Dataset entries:
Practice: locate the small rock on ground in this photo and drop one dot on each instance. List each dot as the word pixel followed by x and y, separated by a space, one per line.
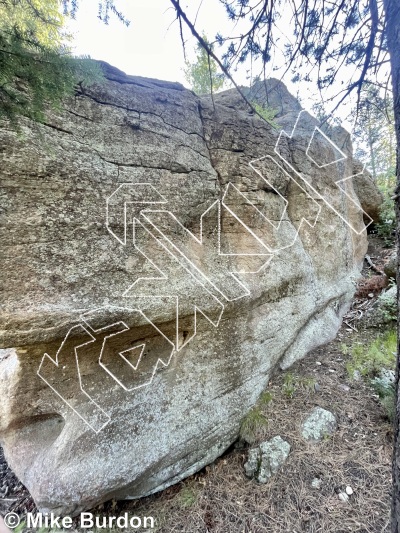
pixel 265 461
pixel 318 424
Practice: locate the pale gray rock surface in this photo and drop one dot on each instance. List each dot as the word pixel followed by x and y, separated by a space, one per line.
pixel 265 461
pixel 319 424
pixel 68 283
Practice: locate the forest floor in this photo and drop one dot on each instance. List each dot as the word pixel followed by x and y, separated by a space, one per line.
pixel 220 499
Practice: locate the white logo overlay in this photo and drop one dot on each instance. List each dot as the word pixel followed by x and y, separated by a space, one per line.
pixel 197 275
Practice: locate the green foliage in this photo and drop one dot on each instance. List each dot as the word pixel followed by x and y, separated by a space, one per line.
pixel 374 362
pixel 265 398
pixel 36 68
pixel 388 306
pixel 289 385
pixel 267 113
pixel 252 425
pixel 386 392
pixel 203 75
pixel 369 359
pixel 374 132
pixel 386 227
pixel 292 383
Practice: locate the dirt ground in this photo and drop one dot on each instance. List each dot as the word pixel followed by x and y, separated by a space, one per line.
pixel 220 499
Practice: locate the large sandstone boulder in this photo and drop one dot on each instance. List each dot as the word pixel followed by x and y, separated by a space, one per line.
pixel 132 348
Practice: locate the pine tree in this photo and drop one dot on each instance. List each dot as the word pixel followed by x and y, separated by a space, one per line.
pixel 36 69
pixel 202 75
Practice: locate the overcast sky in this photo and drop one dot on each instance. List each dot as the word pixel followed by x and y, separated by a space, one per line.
pixel 151 46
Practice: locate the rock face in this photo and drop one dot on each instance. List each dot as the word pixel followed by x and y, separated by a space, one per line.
pixel 153 279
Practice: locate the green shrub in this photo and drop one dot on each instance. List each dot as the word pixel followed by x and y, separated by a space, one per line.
pixel 252 425
pixel 370 359
pixel 267 113
pixel 376 362
pixel 386 227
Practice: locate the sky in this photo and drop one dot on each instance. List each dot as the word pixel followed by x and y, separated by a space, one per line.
pixel 151 46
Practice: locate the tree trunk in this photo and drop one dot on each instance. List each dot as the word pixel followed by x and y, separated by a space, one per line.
pixel 392 18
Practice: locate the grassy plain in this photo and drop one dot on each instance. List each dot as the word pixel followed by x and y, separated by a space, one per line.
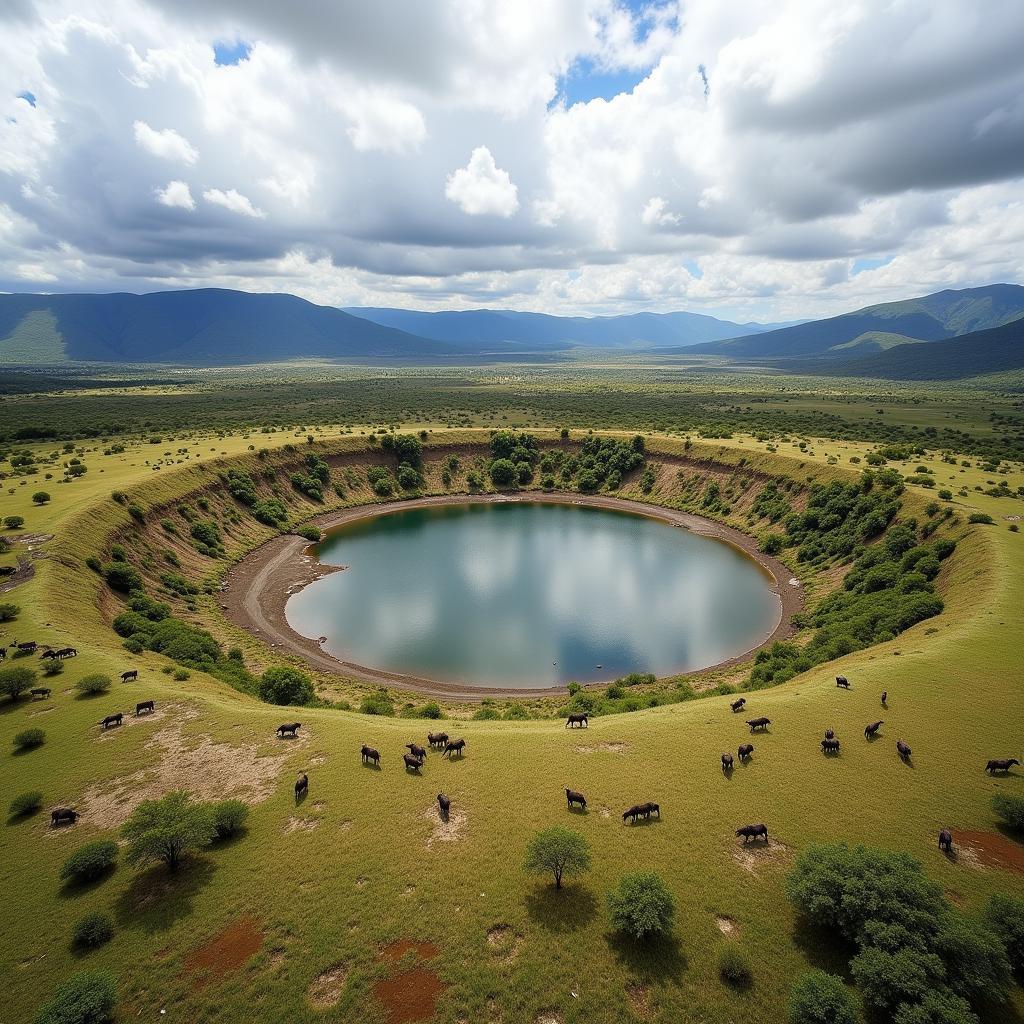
pixel 364 862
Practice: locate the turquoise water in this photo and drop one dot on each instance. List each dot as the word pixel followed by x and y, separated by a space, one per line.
pixel 529 594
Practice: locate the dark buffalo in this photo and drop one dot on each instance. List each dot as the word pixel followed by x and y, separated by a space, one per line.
pixel 753 832
pixel 572 797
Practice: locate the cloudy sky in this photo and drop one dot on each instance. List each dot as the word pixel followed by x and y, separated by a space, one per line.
pixel 766 159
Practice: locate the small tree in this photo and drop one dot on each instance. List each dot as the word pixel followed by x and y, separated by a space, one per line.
pixel 641 904
pixel 167 828
pixel 559 851
pixel 86 997
pixel 817 997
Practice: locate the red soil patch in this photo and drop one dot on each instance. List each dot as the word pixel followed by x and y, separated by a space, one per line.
pixel 225 952
pixel 991 849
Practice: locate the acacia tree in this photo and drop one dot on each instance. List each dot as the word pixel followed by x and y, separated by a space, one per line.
pixel 167 828
pixel 559 851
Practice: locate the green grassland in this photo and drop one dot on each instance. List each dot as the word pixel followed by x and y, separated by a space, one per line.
pixel 358 864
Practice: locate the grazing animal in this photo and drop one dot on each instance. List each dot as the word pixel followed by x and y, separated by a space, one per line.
pixel 454 747
pixel 61 814
pixel 753 832
pixel 572 797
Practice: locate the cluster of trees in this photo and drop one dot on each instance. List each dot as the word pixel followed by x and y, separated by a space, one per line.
pixel 916 957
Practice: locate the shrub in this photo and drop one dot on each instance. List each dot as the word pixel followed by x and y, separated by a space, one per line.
pixel 93 930
pixel 282 685
pixel 641 905
pixel 86 997
pixel 93 685
pixel 25 804
pixel 27 739
pixel 817 997
pixel 557 851
pixel 90 861
pixel 228 817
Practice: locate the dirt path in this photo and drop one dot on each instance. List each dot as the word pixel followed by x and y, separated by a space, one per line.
pixel 257 589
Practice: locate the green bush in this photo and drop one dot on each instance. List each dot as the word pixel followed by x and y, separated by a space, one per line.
pixel 86 997
pixel 641 904
pixel 27 739
pixel 90 861
pixel 93 930
pixel 817 997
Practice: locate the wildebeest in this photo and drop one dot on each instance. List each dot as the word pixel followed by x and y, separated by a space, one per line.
pixel 571 797
pixel 454 747
pixel 753 832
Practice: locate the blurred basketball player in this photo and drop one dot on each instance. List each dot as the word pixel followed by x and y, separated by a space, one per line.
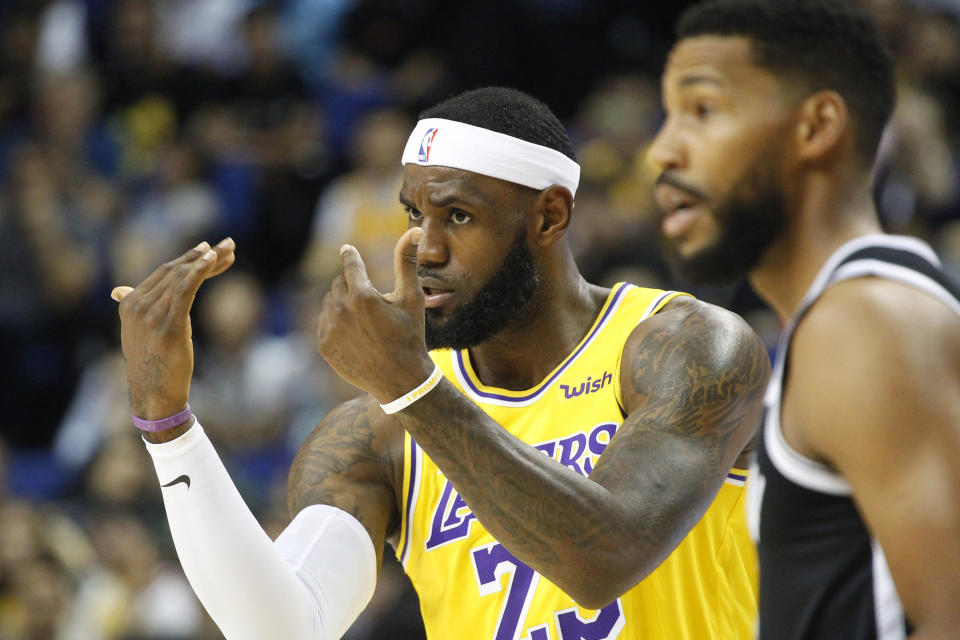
pixel 565 462
pixel 774 114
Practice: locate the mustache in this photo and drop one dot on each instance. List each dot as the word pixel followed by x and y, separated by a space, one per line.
pixel 669 180
pixel 426 272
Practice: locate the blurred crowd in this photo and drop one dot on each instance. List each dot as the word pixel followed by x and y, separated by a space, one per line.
pixel 130 130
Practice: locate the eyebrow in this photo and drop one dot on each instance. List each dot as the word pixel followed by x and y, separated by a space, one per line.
pixel 464 194
pixel 687 81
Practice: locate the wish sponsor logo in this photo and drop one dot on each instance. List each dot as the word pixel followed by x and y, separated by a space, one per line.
pixel 588 386
pixel 452 517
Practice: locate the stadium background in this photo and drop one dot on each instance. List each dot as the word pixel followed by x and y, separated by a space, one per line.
pixel 132 129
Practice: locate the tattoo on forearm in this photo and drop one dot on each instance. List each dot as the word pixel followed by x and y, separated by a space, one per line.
pixel 335 463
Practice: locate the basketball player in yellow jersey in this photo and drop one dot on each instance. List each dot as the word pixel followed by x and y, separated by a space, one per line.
pixel 564 463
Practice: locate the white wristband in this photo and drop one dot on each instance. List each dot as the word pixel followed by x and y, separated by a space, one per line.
pixel 406 400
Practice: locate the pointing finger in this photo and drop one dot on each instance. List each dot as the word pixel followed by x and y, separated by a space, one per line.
pixel 119 293
pixel 354 271
pixel 182 296
pixel 407 285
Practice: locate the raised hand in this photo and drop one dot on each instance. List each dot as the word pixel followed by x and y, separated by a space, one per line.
pixel 376 341
pixel 155 330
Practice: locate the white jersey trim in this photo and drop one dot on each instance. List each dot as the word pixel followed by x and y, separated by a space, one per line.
pixel 887 607
pixel 796 467
pixel 904 275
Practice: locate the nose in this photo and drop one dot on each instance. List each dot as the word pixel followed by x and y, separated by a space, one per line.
pixel 433 250
pixel 666 150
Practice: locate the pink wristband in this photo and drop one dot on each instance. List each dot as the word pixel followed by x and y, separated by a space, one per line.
pixel 164 424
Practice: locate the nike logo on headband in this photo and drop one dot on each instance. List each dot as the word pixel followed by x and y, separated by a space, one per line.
pixel 184 479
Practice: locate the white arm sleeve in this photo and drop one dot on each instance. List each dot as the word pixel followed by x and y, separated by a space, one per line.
pixel 309 585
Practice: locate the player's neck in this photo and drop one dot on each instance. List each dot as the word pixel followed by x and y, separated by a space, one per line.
pixel 520 358
pixel 823 221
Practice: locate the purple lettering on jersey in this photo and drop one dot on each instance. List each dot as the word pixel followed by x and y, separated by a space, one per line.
pixel 539 633
pixel 491 562
pixel 452 517
pixel 598 446
pixel 547 447
pixel 572 449
pixel 606 624
pixel 449 521
pixel 587 387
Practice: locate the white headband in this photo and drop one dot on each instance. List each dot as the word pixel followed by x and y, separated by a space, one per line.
pixel 447 143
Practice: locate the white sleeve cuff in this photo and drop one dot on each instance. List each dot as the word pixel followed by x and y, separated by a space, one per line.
pixel 309 585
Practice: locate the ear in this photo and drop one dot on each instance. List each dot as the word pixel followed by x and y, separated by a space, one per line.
pixel 554 206
pixel 824 127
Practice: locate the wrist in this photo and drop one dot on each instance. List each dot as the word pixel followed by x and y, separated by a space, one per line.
pixel 159 437
pixel 404 381
pixel 415 394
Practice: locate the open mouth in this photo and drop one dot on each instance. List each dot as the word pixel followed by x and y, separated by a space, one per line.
pixel 434 296
pixel 680 209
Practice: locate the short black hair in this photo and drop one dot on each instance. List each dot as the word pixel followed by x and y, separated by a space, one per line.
pixel 508 111
pixel 823 44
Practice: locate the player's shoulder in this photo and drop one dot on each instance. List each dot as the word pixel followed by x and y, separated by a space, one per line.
pixel 861 364
pixel 699 327
pixel 695 336
pixel 863 323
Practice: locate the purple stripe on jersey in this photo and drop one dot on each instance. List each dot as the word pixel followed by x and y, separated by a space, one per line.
pixel 408 516
pixel 497 396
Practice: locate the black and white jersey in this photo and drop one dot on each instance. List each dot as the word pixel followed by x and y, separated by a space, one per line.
pixel 822 574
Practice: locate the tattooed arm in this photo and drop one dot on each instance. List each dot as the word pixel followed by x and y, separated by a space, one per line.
pixel 353 460
pixel 692 379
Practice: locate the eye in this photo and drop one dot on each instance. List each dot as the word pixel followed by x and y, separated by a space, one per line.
pixel 703 110
pixel 459 216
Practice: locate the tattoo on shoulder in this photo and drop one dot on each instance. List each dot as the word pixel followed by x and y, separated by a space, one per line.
pixel 337 458
pixel 700 376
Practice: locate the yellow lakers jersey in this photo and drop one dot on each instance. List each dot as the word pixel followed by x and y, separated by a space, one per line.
pixel 470 586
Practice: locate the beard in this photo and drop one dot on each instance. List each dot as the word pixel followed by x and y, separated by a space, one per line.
pixel 504 300
pixel 750 219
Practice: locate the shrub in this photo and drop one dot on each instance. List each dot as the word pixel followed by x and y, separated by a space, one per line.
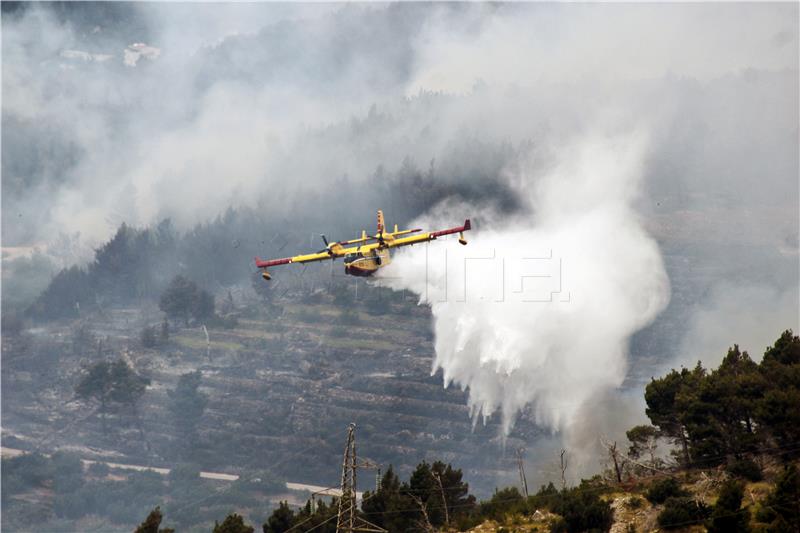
pixel 583 510
pixel 680 512
pixel 727 516
pixel 635 502
pixel 662 489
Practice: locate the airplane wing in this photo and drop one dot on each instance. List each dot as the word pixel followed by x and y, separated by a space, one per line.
pixel 430 236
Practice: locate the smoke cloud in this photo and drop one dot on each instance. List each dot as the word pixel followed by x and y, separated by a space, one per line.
pixel 554 343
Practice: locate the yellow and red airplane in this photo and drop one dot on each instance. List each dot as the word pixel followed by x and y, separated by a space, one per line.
pixel 365 259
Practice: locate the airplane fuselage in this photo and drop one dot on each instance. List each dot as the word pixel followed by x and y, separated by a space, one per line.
pixel 366 263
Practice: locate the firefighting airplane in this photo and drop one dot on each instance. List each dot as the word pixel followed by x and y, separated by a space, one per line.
pixel 365 259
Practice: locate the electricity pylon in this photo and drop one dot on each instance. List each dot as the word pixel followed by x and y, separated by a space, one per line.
pixel 348 520
pixel 521 465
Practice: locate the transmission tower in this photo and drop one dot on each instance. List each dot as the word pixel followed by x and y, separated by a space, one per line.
pixel 521 465
pixel 348 520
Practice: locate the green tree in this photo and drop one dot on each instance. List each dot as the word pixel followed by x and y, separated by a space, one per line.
pixel 643 440
pixel 281 519
pixel 183 300
pixel 781 509
pixel 68 293
pixel 442 490
pixel 152 522
pixel 727 515
pixel 778 411
pixel 388 507
pixel 111 383
pixel 233 523
pixel 666 400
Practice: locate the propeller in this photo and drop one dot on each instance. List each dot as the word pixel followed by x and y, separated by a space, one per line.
pixel 327 245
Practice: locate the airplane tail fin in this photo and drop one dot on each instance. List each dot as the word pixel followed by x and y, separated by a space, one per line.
pixel 381 224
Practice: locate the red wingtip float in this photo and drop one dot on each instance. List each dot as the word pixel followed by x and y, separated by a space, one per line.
pixel 370 252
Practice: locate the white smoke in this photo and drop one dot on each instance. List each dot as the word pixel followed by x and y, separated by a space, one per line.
pixel 607 281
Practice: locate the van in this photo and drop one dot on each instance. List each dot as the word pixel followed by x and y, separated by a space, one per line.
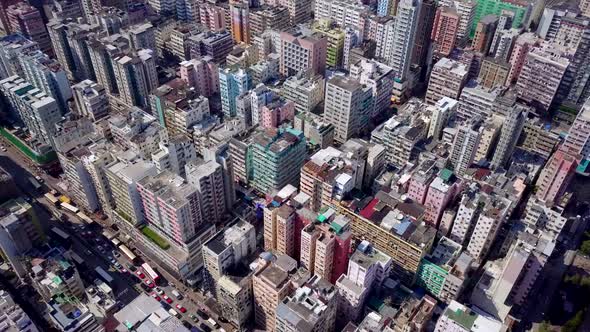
pixel 213 322
pixel 177 294
pixel 173 312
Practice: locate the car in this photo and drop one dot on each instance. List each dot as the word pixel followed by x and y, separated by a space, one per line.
pixel 204 327
pixel 202 314
pixel 187 324
pixel 145 288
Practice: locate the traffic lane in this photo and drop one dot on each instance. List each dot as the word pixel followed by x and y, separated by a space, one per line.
pixel 21 175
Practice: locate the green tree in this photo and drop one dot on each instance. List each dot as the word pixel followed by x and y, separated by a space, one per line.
pixel 574 324
pixel 545 327
pixel 585 248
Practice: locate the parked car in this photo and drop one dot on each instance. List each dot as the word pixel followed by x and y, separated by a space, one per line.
pixel 202 314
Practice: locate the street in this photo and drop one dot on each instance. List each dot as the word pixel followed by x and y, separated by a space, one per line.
pixel 86 241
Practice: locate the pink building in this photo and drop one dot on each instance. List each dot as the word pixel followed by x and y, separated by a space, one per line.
pixel 524 43
pixel 556 176
pixel 301 52
pixel 441 192
pixel 325 246
pixel 212 16
pixel 418 188
pixel 202 75
pixel 171 206
pixel 444 30
pixel 273 115
pixel 27 20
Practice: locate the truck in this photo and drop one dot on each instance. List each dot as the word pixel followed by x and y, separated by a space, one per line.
pixel 173 312
pixel 177 294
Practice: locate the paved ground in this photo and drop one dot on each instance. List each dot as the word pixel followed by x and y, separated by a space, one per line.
pixel 126 286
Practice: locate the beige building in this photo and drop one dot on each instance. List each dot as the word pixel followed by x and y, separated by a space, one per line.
pixel 446 80
pixel 493 73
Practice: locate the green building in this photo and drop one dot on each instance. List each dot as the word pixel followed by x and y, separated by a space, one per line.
pixel 277 158
pixel 445 265
pixel 335 36
pixel 520 8
pixel 431 277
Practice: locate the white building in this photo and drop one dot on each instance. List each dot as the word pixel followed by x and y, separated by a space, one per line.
pixel 446 80
pixel 347 105
pixel 91 99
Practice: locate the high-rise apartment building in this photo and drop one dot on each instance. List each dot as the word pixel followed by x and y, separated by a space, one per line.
pixel 122 178
pixel 277 157
pixel 484 34
pixel 406 242
pixel 459 318
pixel 33 108
pixel 465 145
pixel 91 99
pixel 493 73
pixel 311 307
pixel 11 50
pixel 541 76
pixel 207 177
pixel 494 214
pixel 171 206
pixel 446 80
pixel 347 104
pixel 301 52
pixel 404 35
pixel 201 74
pixel 27 20
pixel 240 23
pixel 265 18
pixel 444 31
pixel 48 76
pixel 306 91
pixel 272 283
pixel 233 81
pixel 379 77
pixel 556 176
pixel 511 130
pixel 577 141
pixel 136 77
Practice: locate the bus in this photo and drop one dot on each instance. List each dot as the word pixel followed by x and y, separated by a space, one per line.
pixel 108 234
pixel 85 218
pixel 116 242
pixel 35 183
pixel 128 253
pixel 61 234
pixel 51 198
pixel 150 272
pixel 104 276
pixel 70 207
pixel 77 259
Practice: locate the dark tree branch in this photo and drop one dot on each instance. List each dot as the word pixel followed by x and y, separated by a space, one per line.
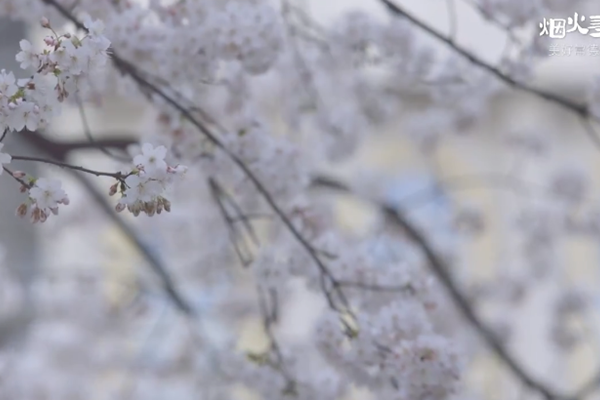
pixel 440 269
pixel 579 109
pixel 59 152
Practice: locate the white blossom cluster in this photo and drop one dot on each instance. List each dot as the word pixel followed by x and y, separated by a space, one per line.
pixel 143 188
pixel 386 326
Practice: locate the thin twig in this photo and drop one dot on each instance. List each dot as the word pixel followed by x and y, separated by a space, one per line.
pixel 440 269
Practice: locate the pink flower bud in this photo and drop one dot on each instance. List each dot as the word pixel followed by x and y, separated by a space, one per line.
pixel 113 189
pixel 22 210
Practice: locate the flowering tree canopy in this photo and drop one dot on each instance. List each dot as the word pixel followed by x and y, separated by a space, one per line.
pixel 231 192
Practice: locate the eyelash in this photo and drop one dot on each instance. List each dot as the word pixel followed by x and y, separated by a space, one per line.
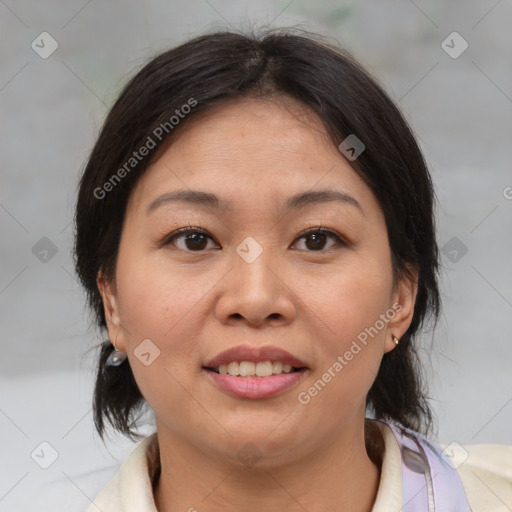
pixel 340 241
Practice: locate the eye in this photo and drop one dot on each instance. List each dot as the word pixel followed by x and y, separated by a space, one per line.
pixel 316 238
pixel 192 239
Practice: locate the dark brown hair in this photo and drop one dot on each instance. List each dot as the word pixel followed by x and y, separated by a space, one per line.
pixel 225 66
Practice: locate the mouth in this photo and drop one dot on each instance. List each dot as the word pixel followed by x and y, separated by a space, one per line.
pixel 261 369
pixel 255 373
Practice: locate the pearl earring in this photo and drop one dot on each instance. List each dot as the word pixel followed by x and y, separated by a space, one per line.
pixel 116 357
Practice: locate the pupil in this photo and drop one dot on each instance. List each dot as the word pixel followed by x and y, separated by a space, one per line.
pixel 319 240
pixel 197 239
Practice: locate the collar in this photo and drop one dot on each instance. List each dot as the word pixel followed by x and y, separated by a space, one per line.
pixel 131 489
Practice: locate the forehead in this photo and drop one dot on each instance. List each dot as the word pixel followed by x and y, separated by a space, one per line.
pixel 249 152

WHAT TO WORK ON:
Retype the lines of the listing exactly as they appear, from the line containing "Practice: locate the basketball" down to the line containing "pixel 407 285", with both of those lines included.

PROBLEM SOLUTION:
Practice: locate the basketball player in yellow jersey in this photo and drop one dot on each instance. List each dot as the word pixel followed by x and y, separated by a space, one per line.
pixel 564 463
Practice: locate the white wristband in this photo and drop one dot on each instance. List each dot as the word pixel followed by x and y, separated by a space, one per line.
pixel 406 400
Practice: locate the pointing finger in this photo and drop one dot on each instance. List each dot as the word pixel followed by x and y, separated by a space, one per line.
pixel 119 293
pixel 354 271
pixel 182 296
pixel 407 285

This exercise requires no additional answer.